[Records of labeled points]
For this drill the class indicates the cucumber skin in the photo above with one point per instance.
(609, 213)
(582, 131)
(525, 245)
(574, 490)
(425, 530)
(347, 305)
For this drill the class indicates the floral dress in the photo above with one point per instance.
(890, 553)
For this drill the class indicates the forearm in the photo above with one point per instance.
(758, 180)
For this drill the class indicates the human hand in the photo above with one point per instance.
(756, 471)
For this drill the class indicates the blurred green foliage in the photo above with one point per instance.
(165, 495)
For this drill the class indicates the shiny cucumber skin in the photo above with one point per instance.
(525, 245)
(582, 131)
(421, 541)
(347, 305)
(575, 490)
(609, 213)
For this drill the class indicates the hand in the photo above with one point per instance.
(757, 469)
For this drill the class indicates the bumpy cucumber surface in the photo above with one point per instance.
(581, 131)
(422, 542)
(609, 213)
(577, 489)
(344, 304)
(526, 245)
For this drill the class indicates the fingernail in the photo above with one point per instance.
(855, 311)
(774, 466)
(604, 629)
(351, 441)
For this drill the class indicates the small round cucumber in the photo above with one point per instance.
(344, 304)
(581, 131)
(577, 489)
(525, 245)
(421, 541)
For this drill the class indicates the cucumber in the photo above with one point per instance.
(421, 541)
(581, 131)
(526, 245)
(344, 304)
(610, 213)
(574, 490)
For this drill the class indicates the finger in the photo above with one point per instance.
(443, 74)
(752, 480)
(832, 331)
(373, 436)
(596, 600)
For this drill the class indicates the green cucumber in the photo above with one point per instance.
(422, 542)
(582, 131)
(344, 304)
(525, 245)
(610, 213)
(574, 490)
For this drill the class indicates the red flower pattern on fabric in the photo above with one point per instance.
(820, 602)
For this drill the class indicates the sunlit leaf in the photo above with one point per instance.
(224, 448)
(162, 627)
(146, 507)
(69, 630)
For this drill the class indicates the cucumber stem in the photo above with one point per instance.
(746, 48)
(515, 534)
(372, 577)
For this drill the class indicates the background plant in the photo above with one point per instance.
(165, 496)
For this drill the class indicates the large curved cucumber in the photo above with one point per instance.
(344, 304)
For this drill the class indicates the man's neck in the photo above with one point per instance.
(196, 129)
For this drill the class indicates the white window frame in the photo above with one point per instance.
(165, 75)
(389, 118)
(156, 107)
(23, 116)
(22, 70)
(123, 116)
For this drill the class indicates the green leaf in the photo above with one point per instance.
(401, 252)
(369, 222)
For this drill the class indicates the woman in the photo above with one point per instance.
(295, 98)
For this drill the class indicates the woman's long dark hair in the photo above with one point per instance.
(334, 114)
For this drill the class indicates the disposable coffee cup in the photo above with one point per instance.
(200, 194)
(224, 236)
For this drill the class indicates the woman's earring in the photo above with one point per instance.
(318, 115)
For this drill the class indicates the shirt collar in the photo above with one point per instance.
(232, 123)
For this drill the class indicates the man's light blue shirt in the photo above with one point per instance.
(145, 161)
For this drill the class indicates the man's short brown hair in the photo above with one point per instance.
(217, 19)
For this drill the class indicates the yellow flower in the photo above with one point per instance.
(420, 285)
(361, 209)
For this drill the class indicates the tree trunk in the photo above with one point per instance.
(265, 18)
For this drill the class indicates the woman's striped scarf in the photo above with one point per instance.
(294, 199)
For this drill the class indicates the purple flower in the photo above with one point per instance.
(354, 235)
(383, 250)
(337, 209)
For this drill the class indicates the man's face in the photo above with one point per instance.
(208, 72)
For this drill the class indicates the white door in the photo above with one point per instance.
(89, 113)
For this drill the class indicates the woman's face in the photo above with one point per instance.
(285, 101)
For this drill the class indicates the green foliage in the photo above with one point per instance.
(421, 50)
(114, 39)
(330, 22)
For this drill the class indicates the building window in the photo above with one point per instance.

## WORK REQUIRED:
Beginning at the line that holds "For this drill the class indicates the woman's striped", write out word for word each line through the end of the records.

## RESPONSE TO THIS EXERCISE:
For this drill the class indicates the woman's striped scarf in the photo above with one point per instance.
(294, 199)
For this drill the class indicates the purple flower in the photo above with one point per instance.
(354, 235)
(383, 250)
(337, 209)
For this drill the class indicates the man's face in the photo above with one point per instance.
(208, 72)
For this drill the class indicates the white door in the photo above with one point per instance.
(89, 113)
For this drill the class indicates the woman's face in the photo above with one point per instance.
(285, 101)
For this drill the class indicates the green foliage in the photo above with one point per instance.
(421, 50)
(114, 39)
(330, 22)
For this drill the class indicates the building window in the photo above with one point per instance.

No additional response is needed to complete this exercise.